§ SET TASK:
Can you recast every line of the records below as a JSON list of strings, one string per line, with blank lines left out?

==== ENTRIES SHOWN ====

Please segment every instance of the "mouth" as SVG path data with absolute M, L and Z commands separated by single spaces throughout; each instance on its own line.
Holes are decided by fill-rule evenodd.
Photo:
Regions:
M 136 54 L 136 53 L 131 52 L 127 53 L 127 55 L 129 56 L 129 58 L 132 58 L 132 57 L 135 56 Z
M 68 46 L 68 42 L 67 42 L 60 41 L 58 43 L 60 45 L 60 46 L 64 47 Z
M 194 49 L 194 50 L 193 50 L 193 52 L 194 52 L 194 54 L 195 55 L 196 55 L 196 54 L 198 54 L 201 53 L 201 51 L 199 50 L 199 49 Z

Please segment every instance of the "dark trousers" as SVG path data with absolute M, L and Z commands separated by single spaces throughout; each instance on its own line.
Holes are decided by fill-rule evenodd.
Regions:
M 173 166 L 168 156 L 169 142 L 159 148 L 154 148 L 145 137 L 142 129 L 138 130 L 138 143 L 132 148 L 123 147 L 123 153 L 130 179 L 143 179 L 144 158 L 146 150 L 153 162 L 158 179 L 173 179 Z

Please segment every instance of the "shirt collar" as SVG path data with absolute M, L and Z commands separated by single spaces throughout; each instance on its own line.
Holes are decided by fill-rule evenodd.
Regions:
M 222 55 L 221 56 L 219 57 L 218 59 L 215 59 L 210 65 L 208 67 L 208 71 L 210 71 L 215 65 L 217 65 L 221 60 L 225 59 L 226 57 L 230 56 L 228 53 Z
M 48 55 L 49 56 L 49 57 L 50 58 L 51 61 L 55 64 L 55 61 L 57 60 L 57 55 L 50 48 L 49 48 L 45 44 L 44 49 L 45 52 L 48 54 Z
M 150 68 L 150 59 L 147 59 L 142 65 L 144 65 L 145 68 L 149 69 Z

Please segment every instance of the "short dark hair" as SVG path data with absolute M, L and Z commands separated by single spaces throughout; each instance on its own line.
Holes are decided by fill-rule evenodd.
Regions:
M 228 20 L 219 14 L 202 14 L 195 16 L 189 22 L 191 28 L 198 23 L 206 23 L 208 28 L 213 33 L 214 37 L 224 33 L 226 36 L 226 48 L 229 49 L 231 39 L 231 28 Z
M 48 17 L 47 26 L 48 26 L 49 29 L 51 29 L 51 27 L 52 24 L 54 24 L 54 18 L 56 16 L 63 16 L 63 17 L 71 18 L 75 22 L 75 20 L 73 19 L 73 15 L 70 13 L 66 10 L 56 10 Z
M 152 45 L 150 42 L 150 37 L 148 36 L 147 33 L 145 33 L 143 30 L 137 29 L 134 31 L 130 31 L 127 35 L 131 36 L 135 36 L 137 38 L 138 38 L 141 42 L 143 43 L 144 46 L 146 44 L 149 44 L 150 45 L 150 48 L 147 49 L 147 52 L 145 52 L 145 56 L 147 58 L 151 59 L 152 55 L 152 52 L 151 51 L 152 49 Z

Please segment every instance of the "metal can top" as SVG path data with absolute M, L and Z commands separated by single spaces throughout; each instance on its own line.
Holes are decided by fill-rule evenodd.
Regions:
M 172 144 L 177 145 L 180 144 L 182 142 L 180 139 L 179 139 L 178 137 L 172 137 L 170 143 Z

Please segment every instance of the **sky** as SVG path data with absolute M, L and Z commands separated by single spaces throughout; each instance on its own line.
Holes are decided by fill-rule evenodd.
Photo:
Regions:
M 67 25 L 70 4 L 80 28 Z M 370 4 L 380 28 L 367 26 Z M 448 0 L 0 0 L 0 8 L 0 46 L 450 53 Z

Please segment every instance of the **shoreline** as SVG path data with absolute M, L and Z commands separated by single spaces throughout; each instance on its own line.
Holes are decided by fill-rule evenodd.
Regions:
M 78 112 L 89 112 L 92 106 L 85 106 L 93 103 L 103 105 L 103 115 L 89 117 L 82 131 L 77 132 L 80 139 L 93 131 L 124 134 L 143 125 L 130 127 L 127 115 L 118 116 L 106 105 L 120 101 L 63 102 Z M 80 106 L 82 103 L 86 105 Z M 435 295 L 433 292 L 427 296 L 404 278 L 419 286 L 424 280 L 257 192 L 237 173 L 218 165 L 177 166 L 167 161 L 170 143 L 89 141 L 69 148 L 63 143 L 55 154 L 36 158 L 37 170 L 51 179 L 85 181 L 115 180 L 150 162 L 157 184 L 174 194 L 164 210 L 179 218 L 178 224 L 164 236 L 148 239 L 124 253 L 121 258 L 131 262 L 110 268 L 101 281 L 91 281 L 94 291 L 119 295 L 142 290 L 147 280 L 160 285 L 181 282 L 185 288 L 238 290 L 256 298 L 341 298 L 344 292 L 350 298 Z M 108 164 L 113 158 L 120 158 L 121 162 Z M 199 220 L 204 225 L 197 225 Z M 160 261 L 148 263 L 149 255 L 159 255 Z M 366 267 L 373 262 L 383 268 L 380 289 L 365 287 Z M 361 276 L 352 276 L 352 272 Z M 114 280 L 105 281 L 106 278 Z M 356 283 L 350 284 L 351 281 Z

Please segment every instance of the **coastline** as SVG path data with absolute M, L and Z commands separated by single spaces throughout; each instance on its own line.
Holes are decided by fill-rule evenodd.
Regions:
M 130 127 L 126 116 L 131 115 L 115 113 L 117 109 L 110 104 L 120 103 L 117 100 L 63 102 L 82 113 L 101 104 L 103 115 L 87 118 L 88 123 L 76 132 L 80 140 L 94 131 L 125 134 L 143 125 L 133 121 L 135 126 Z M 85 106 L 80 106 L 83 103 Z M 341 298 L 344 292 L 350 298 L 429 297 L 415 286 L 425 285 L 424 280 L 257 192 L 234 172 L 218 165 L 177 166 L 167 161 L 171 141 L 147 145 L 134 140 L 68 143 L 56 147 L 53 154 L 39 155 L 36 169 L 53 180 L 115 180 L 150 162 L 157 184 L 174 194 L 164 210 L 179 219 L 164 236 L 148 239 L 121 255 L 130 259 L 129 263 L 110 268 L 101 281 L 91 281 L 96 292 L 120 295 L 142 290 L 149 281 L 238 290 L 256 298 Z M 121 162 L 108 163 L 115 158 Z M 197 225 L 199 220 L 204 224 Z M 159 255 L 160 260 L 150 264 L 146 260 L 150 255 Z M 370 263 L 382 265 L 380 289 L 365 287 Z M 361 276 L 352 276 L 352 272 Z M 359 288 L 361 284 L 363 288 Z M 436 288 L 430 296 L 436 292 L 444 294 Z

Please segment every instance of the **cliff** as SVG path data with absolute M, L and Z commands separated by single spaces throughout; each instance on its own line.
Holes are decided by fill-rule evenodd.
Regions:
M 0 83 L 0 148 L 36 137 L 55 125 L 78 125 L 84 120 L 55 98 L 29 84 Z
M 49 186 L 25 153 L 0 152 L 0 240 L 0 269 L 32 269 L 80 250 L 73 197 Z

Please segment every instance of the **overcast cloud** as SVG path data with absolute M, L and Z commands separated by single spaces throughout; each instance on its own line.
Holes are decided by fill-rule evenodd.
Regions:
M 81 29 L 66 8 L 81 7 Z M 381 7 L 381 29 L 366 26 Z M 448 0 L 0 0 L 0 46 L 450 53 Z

====

§ RESPONSE TO THE TASK:
[
  "Please segment every instance of the \"mouth\" as SVG path data with absolute M, L and Z commands separated by single spaces throughout; each instance on its own line.",
  "Holes are decided by fill-rule evenodd.",
  "Photo:",
  "Regions:",
  "M 136 54 L 136 53 L 131 52 L 127 53 L 127 55 L 129 56 L 129 58 L 132 58 L 132 57 L 135 56 Z",
  "M 68 46 L 68 42 L 67 42 L 60 41 L 58 43 L 60 45 L 60 46 L 64 47 Z",
  "M 194 49 L 194 50 L 193 50 L 193 52 L 194 52 L 194 54 L 195 55 L 196 55 L 196 54 L 198 54 L 201 53 L 201 51 L 199 50 L 199 49 Z",
  "Please segment every instance of the \"dark trousers\" as SVG path data with absolute M, L and Z commands separated by single spaces throughout; each instance on its own line.",
  "Holes are decided by fill-rule evenodd.",
  "Regions:",
  "M 173 166 L 168 156 L 169 142 L 159 148 L 154 148 L 145 137 L 142 129 L 138 130 L 138 143 L 132 148 L 123 147 L 123 153 L 130 179 L 143 179 L 144 158 L 146 150 L 153 162 L 158 179 L 173 179 Z",
  "Please segment every instance of the \"shirt collar\" as SVG path data with absolute M, L and Z commands separated by single spaces throughout; each instance on its own line.",
  "Holes are decided by fill-rule evenodd.",
  "Regions:",
  "M 222 55 L 221 56 L 219 57 L 218 59 L 215 59 L 210 65 L 208 67 L 208 71 L 210 71 L 215 65 L 217 65 L 221 60 L 225 59 L 226 57 L 230 56 L 228 53 Z",
  "M 48 55 L 49 56 L 49 57 L 50 58 L 51 61 L 55 64 L 55 61 L 57 60 L 57 55 L 50 48 L 49 48 L 45 44 L 44 49 L 45 52 L 48 54 Z",
  "M 150 68 L 150 59 L 147 59 L 142 65 L 144 65 L 145 68 L 149 69 Z",
  "Please segment every instance of the \"short dark hair\" as SVG path data with absolute M, L and Z commands separated by single spaces throughout; each instance on its own line.",
  "Holes are decided by fill-rule evenodd.",
  "Regions:",
  "M 228 20 L 219 14 L 202 14 L 195 16 L 189 22 L 191 28 L 198 23 L 206 23 L 208 28 L 213 33 L 214 37 L 224 33 L 226 36 L 226 48 L 229 49 L 231 39 L 231 28 Z",
  "M 48 17 L 47 26 L 48 26 L 49 29 L 51 29 L 51 27 L 52 24 L 54 24 L 54 18 L 56 16 L 63 16 L 63 17 L 71 18 L 75 22 L 75 20 L 73 19 L 73 15 L 70 13 L 66 10 L 56 10 Z",
  "M 152 45 L 150 42 L 150 37 L 148 36 L 147 33 L 145 33 L 143 30 L 137 29 L 134 31 L 130 31 L 127 35 L 131 36 L 135 36 L 137 38 L 138 38 L 141 42 L 143 43 L 144 46 L 146 44 L 149 44 L 150 45 L 150 48 L 147 49 L 147 52 L 145 52 L 145 56 L 147 58 L 151 59 L 152 55 L 152 52 L 151 51 L 152 49 Z",
  "Please segment every instance of the \"metal can top\" as SVG path data with absolute M, L and Z commands separated by single spaces throughout; each instance on its own line.",
  "Holes are decided by fill-rule evenodd.",
  "Regions:",
  "M 172 144 L 177 145 L 180 144 L 182 142 L 180 139 L 179 139 L 178 137 L 172 137 L 170 143 Z",
  "Please segment every instance of the **sky** as SVG path data with absolute M, L and Z commands separated by single spaces throughout; each instance on its own line.",
  "Holes are decided by fill-rule evenodd.",
  "Photo:",
  "Regions:",
  "M 67 25 L 70 4 L 80 28 Z M 370 4 L 380 28 L 367 26 Z M 448 0 L 0 0 L 0 8 L 0 46 L 450 53 Z",
  "Please segment every instance of the **shoreline** as SVG path data with absolute M, L and Z commands separated by single spaces throughout; each instance on its own line.",
  "Holes are decided by fill-rule evenodd.",
  "Regions:",
  "M 78 112 L 89 112 L 92 106 L 85 106 L 93 103 L 103 105 L 103 115 L 89 117 L 82 131 L 77 132 L 80 139 L 93 131 L 124 134 L 143 125 L 130 127 L 127 115 L 118 116 L 106 105 L 120 101 L 63 102 Z M 80 106 L 82 103 L 86 105 Z M 435 295 L 433 292 L 427 296 L 404 278 L 419 286 L 424 280 L 257 192 L 237 173 L 218 165 L 177 166 L 167 161 L 170 143 L 89 141 L 69 148 L 63 143 L 55 154 L 36 158 L 37 170 L 51 179 L 85 181 L 115 180 L 150 162 L 157 184 L 174 194 L 164 210 L 179 218 L 178 224 L 164 236 L 148 239 L 124 253 L 121 258 L 131 262 L 110 268 L 101 281 L 91 281 L 94 291 L 119 295 L 142 290 L 147 280 L 160 285 L 181 282 L 185 288 L 238 290 L 256 298 L 341 298 L 344 292 L 350 298 Z M 108 164 L 113 158 L 120 158 L 121 162 Z M 199 220 L 204 225 L 197 225 Z M 160 261 L 148 263 L 149 255 L 159 255 Z M 366 267 L 373 262 L 383 268 L 380 289 L 365 287 Z M 361 276 L 352 276 L 352 272 Z M 114 280 L 105 281 L 106 278 Z M 356 283 L 350 284 L 351 281 Z",
  "Please segment every instance of the **coastline** as SVG path data with absolute M, L and Z commands separated by single spaces throughout; each instance on its own line.",
  "Holes are decided by fill-rule evenodd.",
  "Regions:",
  "M 130 127 L 126 116 L 131 115 L 115 113 L 117 109 L 110 104 L 120 103 L 117 100 L 63 102 L 82 113 L 101 104 L 103 115 L 87 118 L 88 123 L 76 132 L 80 140 L 94 131 L 125 134 L 143 125 L 133 121 L 135 126 Z M 85 106 L 80 106 L 83 103 Z M 341 298 L 344 292 L 350 298 L 429 297 L 415 286 L 425 285 L 424 280 L 257 192 L 234 172 L 218 165 L 177 166 L 167 161 L 171 141 L 147 145 L 134 140 L 68 143 L 56 147 L 53 154 L 39 155 L 36 169 L 53 180 L 115 180 L 150 162 L 157 184 L 174 194 L 164 210 L 179 219 L 164 236 L 148 239 L 121 255 L 130 259 L 129 263 L 110 268 L 101 281 L 91 281 L 96 292 L 120 295 L 142 290 L 149 281 L 238 290 L 256 298 Z M 121 162 L 108 163 L 115 158 Z M 197 225 L 199 220 L 204 224 Z M 159 255 L 160 260 L 150 264 L 146 260 L 150 255 Z M 370 263 L 382 265 L 380 289 L 365 287 Z M 361 276 L 352 276 L 352 272 Z M 359 288 L 361 284 L 363 288 Z M 436 288 L 430 296 L 436 292 L 444 294 Z",
  "Please segment every instance of the **cliff** as SVG path data with absolute M, L and Z commands separated by single spaces throughout; each instance on its own line.",
  "Holes are decided by fill-rule evenodd.",
  "Regions:",
  "M 0 83 L 0 148 L 36 137 L 55 125 L 78 125 L 84 120 L 55 98 L 29 84 Z",
  "M 49 186 L 25 153 L 0 152 L 0 240 L 0 269 L 32 269 L 80 250 L 73 197 Z",
  "Please segment every instance of the **overcast cloud** as SVG path data with absolute M, L and Z commands separated by single spaces throughout; each instance on its own line.",
  "Holes are decided by fill-rule evenodd.",
  "Regions:",
  "M 81 29 L 66 8 L 81 7 Z M 381 7 L 381 29 L 366 26 Z M 448 0 L 0 0 L 0 46 L 450 53 Z"
]